## Dataset content
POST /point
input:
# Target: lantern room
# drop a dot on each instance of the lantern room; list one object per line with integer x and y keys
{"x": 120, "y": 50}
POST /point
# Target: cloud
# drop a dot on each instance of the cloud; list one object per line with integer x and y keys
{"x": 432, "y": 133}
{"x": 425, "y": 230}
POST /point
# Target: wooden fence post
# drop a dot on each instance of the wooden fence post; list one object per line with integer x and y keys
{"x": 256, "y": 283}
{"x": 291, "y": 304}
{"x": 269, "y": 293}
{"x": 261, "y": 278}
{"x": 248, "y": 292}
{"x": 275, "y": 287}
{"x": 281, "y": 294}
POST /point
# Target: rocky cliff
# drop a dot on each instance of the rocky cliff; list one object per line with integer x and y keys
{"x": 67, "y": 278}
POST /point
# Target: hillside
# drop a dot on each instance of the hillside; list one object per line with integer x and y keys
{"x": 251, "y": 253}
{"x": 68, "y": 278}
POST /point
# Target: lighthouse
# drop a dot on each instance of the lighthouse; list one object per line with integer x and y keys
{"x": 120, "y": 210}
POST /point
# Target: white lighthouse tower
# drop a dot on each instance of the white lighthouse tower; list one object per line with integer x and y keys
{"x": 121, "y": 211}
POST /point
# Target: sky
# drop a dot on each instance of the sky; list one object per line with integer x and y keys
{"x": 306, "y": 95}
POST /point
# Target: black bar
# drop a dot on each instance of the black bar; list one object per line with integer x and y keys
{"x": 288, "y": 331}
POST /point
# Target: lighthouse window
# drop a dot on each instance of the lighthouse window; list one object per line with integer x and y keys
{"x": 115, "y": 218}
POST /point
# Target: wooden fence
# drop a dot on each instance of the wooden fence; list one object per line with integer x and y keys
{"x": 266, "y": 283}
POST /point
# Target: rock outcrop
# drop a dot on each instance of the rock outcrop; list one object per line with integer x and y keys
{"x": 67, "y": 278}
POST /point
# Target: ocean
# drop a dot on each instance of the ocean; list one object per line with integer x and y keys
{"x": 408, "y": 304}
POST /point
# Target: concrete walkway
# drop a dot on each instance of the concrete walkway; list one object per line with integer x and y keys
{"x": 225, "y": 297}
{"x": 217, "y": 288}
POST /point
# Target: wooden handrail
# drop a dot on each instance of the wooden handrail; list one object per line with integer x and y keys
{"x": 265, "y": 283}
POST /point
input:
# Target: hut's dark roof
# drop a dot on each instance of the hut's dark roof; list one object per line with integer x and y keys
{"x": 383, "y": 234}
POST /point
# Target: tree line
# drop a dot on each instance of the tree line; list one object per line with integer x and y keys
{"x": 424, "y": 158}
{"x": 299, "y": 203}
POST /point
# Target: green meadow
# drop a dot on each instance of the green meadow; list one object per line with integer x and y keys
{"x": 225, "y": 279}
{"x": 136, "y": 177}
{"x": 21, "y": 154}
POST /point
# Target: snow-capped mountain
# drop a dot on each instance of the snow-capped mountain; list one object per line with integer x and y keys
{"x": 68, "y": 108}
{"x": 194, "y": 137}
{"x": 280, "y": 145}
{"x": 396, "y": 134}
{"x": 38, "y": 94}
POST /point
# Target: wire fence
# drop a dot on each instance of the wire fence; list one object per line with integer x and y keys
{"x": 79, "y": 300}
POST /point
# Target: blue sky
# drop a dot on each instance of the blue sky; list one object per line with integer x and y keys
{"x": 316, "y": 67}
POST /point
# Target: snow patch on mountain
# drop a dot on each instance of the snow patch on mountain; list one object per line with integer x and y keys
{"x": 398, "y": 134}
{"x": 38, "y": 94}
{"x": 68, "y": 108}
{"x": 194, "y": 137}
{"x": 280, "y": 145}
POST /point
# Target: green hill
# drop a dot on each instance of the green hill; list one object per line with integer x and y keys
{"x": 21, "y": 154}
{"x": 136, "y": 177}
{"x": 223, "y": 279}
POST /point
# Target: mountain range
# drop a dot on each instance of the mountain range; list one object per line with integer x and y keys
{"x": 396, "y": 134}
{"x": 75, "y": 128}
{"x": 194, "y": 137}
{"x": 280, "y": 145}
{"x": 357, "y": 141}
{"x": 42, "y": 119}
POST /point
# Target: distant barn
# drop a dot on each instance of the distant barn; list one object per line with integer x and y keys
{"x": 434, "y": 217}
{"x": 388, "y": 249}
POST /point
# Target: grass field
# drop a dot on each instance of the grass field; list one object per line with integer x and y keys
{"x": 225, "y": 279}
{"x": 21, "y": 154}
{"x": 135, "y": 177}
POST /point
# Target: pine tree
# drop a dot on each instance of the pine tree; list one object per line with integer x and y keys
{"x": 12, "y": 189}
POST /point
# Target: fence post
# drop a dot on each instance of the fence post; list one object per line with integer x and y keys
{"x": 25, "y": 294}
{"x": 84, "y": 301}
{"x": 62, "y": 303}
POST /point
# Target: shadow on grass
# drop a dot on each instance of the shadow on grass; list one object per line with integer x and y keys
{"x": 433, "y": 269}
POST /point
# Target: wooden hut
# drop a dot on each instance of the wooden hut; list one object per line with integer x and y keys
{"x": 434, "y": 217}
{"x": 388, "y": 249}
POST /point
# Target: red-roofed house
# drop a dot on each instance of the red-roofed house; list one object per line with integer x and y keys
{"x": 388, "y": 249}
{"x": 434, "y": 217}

## Aim of the exercise
Identify every line in the material above that contains the string "window", and copy each of those lines. Case counts.

## Full solution
# Target: lighthouse window
# drop a dot on each instance of the lighthouse window; list one object per line with integer x and y keys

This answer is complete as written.